Aim of the exercise
Repeat every line of the listing below word for word, leaving out the pictures.

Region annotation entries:
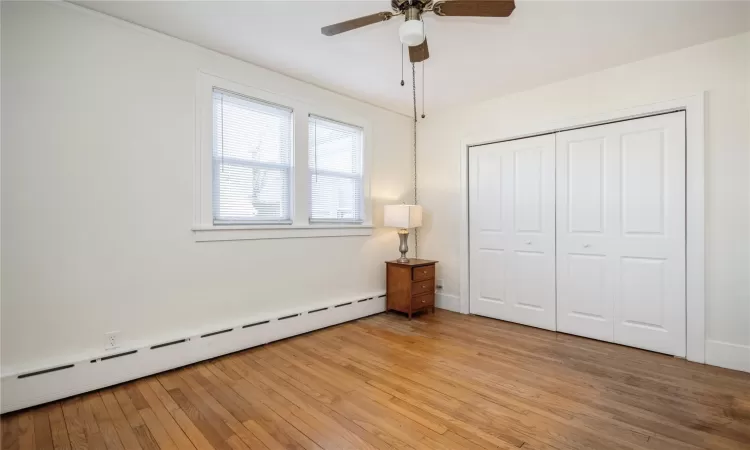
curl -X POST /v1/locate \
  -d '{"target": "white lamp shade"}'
[383,205,422,228]
[398,20,424,47]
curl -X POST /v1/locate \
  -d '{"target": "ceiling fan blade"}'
[320,12,393,36]
[432,0,516,17]
[409,38,430,62]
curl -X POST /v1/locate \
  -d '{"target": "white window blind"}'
[213,88,292,225]
[308,115,363,223]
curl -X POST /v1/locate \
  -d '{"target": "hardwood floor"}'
[2,310,750,450]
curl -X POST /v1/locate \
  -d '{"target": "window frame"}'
[211,86,294,226]
[307,113,365,224]
[191,70,373,242]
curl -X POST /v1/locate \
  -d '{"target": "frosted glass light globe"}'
[398,20,424,47]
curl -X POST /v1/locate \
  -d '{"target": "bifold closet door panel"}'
[469,135,556,330]
[557,112,685,356]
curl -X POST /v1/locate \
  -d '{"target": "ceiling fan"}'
[320,0,516,63]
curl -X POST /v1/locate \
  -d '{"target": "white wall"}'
[417,30,750,370]
[0,2,413,373]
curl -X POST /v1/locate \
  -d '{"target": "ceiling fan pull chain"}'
[411,63,419,258]
[422,61,425,119]
[401,44,406,86]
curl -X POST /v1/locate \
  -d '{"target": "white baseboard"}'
[706,339,750,372]
[0,293,385,413]
[435,293,461,312]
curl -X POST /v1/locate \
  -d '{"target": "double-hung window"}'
[212,88,293,225]
[308,115,364,224]
[192,71,372,242]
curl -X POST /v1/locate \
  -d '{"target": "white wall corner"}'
[435,293,461,313]
[706,339,750,372]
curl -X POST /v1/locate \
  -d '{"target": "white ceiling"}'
[76,0,750,114]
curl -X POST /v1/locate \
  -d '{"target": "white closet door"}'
[469,135,555,330]
[557,112,685,356]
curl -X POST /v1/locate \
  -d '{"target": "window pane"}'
[213,89,292,223]
[213,161,289,222]
[308,115,363,222]
[310,173,362,222]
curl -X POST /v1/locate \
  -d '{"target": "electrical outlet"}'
[104,331,120,350]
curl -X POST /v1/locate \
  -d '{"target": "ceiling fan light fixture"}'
[398,20,424,47]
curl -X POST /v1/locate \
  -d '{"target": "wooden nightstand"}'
[385,258,437,320]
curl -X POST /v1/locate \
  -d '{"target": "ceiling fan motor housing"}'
[398,7,424,47]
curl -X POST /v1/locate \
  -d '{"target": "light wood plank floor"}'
[2,311,750,450]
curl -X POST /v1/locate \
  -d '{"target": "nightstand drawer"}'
[411,292,435,309]
[411,280,435,297]
[411,264,435,281]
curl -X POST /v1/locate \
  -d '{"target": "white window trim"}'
[192,71,373,242]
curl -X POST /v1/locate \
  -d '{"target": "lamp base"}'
[396,228,409,263]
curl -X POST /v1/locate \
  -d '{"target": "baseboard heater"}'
[0,294,385,413]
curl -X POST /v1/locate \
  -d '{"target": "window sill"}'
[193,224,373,242]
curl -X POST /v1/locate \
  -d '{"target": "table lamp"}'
[383,205,422,263]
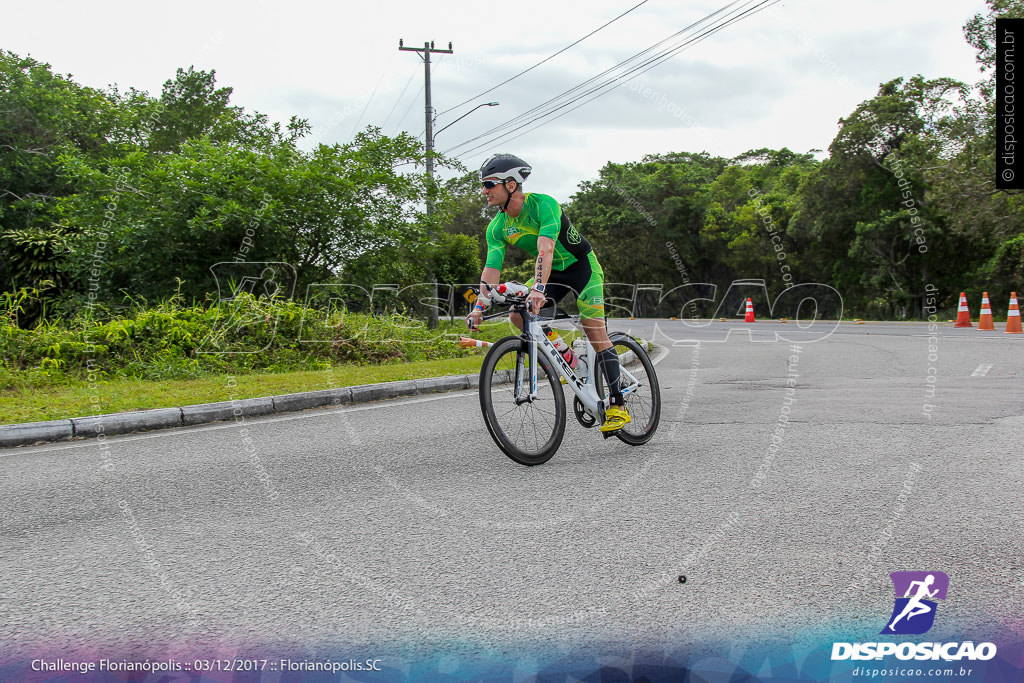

Solution to this task
curl -X POST /v1/locate \
  -d '{"target": "white lamp shade"}'
[383,205,422,228]
[398,20,424,47]
curl -X POST /v1/locate \
  -d '{"target": "ceiling fan blade"}'
[320,12,393,36]
[432,0,516,17]
[409,38,430,62]
curl -X POST /v1/locate \
  -d '{"target": "white window blind"}'
[213,88,292,225]
[308,115,363,223]
curl -X POST /v1/locate \
  -d '{"target": "hardwood floor"}'
[2,310,750,450]
curl -X POST /v1/locate \
  -d '{"target": "window frame"}'
[211,86,294,226]
[307,113,365,224]
[191,70,373,242]
curl -X POST /v1/locate \
  -d '{"target": "frosted glass light globe"}'
[398,20,424,47]
curl -X POST /v1/locate \
  -d '{"target": "bifold closet door panel"}'
[469,135,556,330]
[557,112,685,356]
curl -X POST /v1/locate \
  -d '{"target": "ceiling fan"}'
[320,0,516,63]
curl -X POST /v1/locate \
  -d '{"target": "white wall"}'
[417,30,750,370]
[0,2,413,373]
curl -X POST /v1/locate \
  -d '{"target": "ceiling fan pull chain"}'
[411,63,419,258]
[422,61,425,119]
[401,44,406,86]
curl -X POST /v1/locate \
  -d '{"target": "white baseboard"}'
[706,339,750,372]
[0,293,385,413]
[435,293,461,312]
curl -X POST /v1/locate \
  -d '{"target": "double-hung window"}'
[212,88,293,225]
[308,115,364,224]
[192,71,372,242]
curl -X POST /v1/locate \
  -d '{"target": "white wall corner"}'
[435,293,461,313]
[706,339,750,372]
curl -X POST /v1/locate \
  -d '{"target": "white ceiling"}'
[76,0,750,114]
curl -X POST /v1/locate \
  -d '{"target": "white closet door"}'
[469,135,555,330]
[557,112,685,356]
curl -X POST /v1/locate \
  -d '{"target": "window pane"}'
[213,89,292,223]
[213,161,289,222]
[308,115,363,222]
[310,173,362,222]
curl -X POST /v1/locate \
  -d '{"target": "electrical outlet"}'
[104,331,120,350]
curl -X POST /v1/locate \
  -d '{"target": "ceiling fan light fixture"}'
[398,20,424,47]
curl -X POST /v1/locate \
  -d '{"target": "wooden nightstand"}'
[385,258,437,320]
curl -X POST /v1/locate \
  -d '{"target": "ceiling fan motor housing"}'
[398,7,424,47]
curl -X POST /v1/locate \
  -d '{"target": "light wood plank floor"}'
[2,311,750,450]
curl -X POST /v1/locate \
  -d '{"target": "nightstand drawer"}'
[411,292,435,309]
[411,280,435,297]
[411,264,435,281]
curl -X POST /v1/locate \
  -d '{"target": "white window trim"}'
[192,71,373,242]
curl -X POST /v1/locate \
  -d '{"target": "lamp base"}'
[396,228,409,263]
curl -X POST /v1/locate \
  -d '{"target": "baseboard heater"}'
[0,294,385,413]
curl -X POST /v1/locate \
  -d '{"target": "window sill"}'
[193,224,373,242]
curl -X POST /v1/locate \
  -d '{"target": "table lamp"}'
[383,205,422,263]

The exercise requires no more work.